BEGIN
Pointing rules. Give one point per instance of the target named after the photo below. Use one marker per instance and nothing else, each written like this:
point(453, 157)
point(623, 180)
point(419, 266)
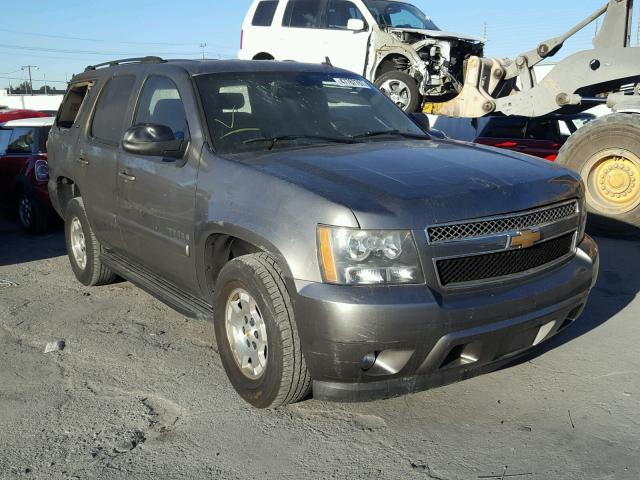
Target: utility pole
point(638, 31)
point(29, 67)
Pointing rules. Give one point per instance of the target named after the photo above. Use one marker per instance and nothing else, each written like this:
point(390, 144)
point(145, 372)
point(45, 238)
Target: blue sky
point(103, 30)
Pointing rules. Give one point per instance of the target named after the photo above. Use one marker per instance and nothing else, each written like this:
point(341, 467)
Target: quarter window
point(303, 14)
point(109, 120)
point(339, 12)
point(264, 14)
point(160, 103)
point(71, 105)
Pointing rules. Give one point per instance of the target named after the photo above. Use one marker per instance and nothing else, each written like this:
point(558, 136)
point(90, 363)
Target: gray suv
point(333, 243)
END
BEGIN
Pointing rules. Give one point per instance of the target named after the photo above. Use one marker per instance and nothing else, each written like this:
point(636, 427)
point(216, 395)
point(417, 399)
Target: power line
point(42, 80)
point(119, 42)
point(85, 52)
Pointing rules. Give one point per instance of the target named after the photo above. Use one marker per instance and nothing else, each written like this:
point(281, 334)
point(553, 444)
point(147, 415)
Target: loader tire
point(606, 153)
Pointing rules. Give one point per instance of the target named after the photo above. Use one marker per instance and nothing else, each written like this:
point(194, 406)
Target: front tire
END
BEGIN
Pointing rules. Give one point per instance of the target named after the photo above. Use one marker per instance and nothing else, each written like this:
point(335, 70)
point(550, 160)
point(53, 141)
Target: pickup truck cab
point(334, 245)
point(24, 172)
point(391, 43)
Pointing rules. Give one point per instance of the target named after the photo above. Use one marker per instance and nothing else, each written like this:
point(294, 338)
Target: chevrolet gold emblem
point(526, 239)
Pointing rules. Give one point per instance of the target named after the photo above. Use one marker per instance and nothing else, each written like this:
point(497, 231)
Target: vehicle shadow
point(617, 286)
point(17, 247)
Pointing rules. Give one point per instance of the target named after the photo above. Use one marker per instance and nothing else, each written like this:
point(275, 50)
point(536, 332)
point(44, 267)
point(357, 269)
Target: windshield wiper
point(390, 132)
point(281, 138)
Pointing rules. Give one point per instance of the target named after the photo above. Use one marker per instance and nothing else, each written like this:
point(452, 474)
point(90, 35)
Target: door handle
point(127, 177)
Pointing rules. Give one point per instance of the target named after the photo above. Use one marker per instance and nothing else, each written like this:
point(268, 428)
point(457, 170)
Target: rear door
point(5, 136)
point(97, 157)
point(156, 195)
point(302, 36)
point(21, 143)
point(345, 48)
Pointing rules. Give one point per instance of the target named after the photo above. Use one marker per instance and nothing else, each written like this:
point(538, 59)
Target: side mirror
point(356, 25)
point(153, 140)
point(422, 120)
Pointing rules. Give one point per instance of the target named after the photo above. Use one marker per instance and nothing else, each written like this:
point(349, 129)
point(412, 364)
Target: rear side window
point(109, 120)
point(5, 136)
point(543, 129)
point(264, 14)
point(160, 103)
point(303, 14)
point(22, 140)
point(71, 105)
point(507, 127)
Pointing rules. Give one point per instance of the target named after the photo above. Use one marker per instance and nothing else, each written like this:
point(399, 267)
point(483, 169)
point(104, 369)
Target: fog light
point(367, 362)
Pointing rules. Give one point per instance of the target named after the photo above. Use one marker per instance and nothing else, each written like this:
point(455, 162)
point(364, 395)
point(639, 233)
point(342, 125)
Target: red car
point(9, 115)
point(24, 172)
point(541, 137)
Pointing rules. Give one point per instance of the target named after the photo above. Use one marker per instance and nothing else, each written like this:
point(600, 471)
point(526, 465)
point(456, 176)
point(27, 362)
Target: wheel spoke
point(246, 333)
END
Reproducing the whole listing above is not the task. Copy exactly only the lines from the one with "point(417, 399)" to the one with "Target: front tire", both kept.

Completed task
point(417, 399)
Target: power line
point(42, 80)
point(119, 42)
point(85, 52)
Pointing rules. Give one point per instance of the target named after the photo above. Use one marker per instance and nothing else, each written like this:
point(281, 334)
point(553, 444)
point(147, 415)
Target: loader tire
point(606, 153)
Pointing rules. Give one point per instance of the target named after the photo above. Use one marker per instance and nothing else, each written like this:
point(194, 406)
Target: front tire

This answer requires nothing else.